| 課題一覧 |
[a] 過失傷害・過失致死についての本文から、「故意でなくても、自転車事故な」で始まり「重大な過失により人を死傷させた者も、同様とする。」で終わる部分を書き写せ。その際、「懲役」は「拘禁刑」に置き換えること。
[b] 過失傷害・過失致死についての本文では、過失傷害の告訴期間はどう定められているか。
[c] 過失傷害・過失致死についての本文のうち、「「過失傷害」の公訴時効は3年ですが」で始まる段落を、要点を残して箇条書きにまとめよ。

| 本文抜粋 |
__________________________________________________

逮捕された事件については、90%以上は身柄を送検(検察庁へ送られる)されています。
送検された事案のうち、送検後に身柄を釈放されるケースは数パーセントしかありません。
そして、検察官によって半数以上の事案が不起訴処分となりますが、起訴された事案の約98~99%は、実刑判決もしくは執行猶予判決となっています。




過失傷害、過失致死

故意でなくても、自転車事故などのように、過失によって怪我をさせてしまったり死亡させてしまった場合には刑事処罰の規定があります。

刑法第209条(過失傷害)
過失により人を傷害した者は、30万円以下の罰金又は科料に処する。
2 前項の罪は、告訴がなければ公訴を提起することができない。

刑法第210条(過失致死)
過失により人を死亡させた者は、50万円以下の罰金に処する。

刑法第211条(業務上過失致死傷等)
業務上必要な注意を怠り、よって人を死傷させた者は、5年以下の懲役若しくは禁錮又は100万円以下の罰金に処する。
重大な過失により人を死傷させた者も、同様とする。

過失傷害における「過失」とは、一般的な注意義務(結果を予見する義務と結果を回避する義務)に違反したことをいいます。

「過失傷害」の公訴時効は3年ですが、親告罪であるため、犯人を知った日から6ヶ月という告訴期間内に告訴しなければ起訴されませんが、「過失致死」「業務上過失傷害」「業務上過失致死」「重過失傷害」「重過失致死」の場合は、親告罪ではありませんので、告訴期間の制限はありません。

__________________________________________________

| 抽出データ |
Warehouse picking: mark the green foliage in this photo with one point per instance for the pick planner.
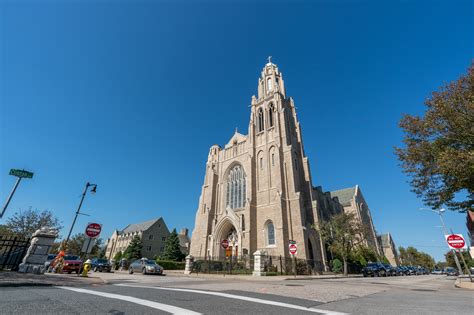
(25, 223)
(118, 256)
(134, 250)
(172, 248)
(450, 262)
(171, 265)
(342, 234)
(411, 256)
(336, 265)
(439, 152)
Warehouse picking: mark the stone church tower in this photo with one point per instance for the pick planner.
(257, 190)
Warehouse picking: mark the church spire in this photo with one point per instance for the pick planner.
(271, 80)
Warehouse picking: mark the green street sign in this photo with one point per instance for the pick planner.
(21, 173)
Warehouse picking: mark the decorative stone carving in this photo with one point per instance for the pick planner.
(188, 267)
(37, 253)
(259, 266)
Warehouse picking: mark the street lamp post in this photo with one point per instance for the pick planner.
(440, 213)
(93, 190)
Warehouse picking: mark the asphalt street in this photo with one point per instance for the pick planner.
(178, 295)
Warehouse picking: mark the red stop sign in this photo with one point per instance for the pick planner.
(293, 249)
(225, 244)
(456, 241)
(93, 229)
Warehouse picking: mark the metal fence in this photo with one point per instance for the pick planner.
(230, 265)
(12, 250)
(291, 266)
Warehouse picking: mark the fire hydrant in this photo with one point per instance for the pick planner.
(86, 267)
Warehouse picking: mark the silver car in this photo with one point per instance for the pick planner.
(145, 266)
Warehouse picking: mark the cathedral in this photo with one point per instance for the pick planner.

__________________________________________________

| 解答例 |
[a]
故意でなくても、自転車事故などのように、過失によって怪我をさせてしまったり死亡させてしまった場合には刑事処罰の規定があります。

刑法第209条(過失傷害)
過失により人を傷害した者は、30万円以下の罰金又は科料に処する。
2 前項の罪は、告訴がなければ公訴を提起することができない。

刑法第210条(過失致死)
過失により人を死亡させた者は、50万円以下の罰金に処する。

刑法第211条(業務上過失致死傷等)
業務上必要な注意を怠り、よって人を死傷させた者は、5年以下の拘禁刑若しくは禁錮又は100万円以下の罰金に処する。
重大な過失により人を死傷させた者も、同様とする。

[b] 犯人を知った日から6ヶ月である。

[c]
- 過失傷害の公訴時効は3年である。
- 過失傷害は親告罪で、犯人を知った日から6ヶ月以内に告訴しなければ起訴されない。
- 過失致死、業務上過失傷害、業務上過失致死、重過失傷害、重過失致死は親告罪ではなく、告訴期間の制限はない。